- [WHAT IS REQUIRED]:
Please copy the material starting with the line containing "For this drill the class indicates the blue evening" and going on through the line containing "(1277, 301)", switching "windshield" to "windscreen" and changing nothing else.

--- Start DATA SUPPLIED ---

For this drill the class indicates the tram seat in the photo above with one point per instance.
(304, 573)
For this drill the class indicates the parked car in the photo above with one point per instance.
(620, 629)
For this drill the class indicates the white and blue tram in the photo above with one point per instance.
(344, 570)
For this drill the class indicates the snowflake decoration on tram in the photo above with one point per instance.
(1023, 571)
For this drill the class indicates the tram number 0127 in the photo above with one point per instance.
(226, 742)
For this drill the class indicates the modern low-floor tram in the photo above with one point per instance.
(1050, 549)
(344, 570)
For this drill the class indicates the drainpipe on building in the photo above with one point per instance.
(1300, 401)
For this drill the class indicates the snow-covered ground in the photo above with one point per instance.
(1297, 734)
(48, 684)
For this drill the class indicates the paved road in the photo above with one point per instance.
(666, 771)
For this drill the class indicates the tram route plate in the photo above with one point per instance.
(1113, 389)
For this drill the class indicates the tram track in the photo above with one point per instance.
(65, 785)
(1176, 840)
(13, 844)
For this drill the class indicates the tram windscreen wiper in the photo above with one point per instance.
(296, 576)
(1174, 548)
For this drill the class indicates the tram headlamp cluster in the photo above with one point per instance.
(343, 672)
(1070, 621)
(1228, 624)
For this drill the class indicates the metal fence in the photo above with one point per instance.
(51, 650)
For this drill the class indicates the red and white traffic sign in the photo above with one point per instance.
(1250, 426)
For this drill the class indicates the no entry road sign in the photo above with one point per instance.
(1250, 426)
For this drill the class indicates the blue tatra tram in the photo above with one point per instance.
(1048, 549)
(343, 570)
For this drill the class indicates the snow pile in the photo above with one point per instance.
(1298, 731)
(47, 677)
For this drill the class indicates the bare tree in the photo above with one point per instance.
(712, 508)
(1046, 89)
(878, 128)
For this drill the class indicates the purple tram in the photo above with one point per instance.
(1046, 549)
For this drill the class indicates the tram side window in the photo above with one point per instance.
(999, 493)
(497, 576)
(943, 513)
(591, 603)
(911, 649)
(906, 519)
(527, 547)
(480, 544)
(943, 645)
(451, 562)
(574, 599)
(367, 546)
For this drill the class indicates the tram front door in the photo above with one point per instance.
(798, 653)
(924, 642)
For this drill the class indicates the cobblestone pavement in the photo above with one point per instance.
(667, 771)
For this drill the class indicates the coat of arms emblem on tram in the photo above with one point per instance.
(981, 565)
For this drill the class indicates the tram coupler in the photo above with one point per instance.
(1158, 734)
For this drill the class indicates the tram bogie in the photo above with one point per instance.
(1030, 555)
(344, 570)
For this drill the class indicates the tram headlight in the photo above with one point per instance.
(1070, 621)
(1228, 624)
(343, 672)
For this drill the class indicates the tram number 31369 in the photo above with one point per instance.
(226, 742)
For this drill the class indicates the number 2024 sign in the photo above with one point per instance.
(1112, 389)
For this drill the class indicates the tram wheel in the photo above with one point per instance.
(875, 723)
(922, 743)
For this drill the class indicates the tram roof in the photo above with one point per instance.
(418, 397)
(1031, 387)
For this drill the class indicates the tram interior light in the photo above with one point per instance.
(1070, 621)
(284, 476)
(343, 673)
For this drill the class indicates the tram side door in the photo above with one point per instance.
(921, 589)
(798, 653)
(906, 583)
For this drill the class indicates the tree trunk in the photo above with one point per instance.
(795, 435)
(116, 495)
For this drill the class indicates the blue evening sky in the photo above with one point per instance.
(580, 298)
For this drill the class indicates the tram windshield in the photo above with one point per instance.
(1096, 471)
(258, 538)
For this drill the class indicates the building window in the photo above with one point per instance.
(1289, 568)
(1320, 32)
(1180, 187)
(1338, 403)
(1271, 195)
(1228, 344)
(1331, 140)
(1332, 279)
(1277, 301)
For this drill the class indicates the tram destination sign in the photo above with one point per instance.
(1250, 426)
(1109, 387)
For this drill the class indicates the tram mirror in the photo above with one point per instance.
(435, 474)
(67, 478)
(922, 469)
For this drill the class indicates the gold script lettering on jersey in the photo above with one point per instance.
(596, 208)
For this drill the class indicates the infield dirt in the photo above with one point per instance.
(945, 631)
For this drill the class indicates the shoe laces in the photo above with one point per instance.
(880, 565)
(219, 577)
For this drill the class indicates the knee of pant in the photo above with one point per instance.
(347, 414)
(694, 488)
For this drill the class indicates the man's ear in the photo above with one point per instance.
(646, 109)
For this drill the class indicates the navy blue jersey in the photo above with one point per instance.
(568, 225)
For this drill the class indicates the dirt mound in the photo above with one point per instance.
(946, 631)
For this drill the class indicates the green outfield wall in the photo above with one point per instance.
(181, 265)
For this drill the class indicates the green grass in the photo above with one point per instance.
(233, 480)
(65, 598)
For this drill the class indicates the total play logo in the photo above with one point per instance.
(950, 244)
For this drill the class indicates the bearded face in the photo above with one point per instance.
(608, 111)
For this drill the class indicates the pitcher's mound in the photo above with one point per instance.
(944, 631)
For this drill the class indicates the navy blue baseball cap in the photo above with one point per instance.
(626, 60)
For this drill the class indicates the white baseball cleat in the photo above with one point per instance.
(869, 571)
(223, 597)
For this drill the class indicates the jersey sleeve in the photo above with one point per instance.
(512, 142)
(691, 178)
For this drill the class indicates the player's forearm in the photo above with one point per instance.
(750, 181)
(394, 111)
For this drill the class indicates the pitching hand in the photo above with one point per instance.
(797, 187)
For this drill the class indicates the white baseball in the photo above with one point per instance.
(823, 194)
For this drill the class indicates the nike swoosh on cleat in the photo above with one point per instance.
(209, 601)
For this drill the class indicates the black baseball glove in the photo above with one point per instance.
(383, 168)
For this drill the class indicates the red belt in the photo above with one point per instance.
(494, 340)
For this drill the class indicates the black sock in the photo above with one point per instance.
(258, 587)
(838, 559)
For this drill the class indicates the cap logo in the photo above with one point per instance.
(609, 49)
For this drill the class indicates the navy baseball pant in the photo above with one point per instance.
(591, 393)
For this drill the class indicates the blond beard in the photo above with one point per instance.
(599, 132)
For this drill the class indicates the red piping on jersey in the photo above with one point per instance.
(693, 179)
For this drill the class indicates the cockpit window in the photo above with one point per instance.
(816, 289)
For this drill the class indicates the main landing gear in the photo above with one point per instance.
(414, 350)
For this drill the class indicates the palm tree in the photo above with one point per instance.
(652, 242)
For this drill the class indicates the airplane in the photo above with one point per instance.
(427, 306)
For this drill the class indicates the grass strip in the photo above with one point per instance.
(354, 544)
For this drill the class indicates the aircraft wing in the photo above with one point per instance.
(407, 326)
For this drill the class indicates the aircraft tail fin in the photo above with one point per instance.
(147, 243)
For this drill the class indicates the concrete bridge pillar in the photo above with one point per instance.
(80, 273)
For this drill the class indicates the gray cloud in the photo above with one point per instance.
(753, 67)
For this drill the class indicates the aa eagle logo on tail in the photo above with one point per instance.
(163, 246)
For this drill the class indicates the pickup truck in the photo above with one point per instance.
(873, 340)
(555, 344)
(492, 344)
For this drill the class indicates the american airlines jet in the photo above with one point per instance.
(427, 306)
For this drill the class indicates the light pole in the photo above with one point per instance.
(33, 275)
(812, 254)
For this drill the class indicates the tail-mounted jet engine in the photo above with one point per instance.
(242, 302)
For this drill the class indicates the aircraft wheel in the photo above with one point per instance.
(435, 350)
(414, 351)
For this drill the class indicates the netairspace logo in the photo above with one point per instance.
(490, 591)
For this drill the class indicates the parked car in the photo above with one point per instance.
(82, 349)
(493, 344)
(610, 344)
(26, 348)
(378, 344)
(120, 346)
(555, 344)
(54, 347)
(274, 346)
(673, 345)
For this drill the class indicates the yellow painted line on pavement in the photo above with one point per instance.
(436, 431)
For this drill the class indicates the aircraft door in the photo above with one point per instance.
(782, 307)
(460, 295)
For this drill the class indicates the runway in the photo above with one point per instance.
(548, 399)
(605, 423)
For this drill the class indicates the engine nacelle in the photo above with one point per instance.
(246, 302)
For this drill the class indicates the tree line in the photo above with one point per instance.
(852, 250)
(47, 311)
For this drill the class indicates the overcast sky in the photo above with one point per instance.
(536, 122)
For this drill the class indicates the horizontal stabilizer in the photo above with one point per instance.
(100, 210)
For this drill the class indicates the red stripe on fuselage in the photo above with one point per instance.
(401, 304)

--- End DATA SUPPLIED ---

- [EXERCISE SOLUTION]:
For this drill the class indicates the blue evening sky in the photo above with one point per instance.
(580, 298)
For this drill the class indicates the tram windscreen in the photo above with one point per instance.
(1096, 471)
(258, 538)
For this drill the class indicates the building window in the photo above with one point per instance.
(1289, 568)
(1320, 32)
(1180, 187)
(1338, 403)
(1271, 195)
(1228, 344)
(1331, 140)
(1332, 279)
(1277, 301)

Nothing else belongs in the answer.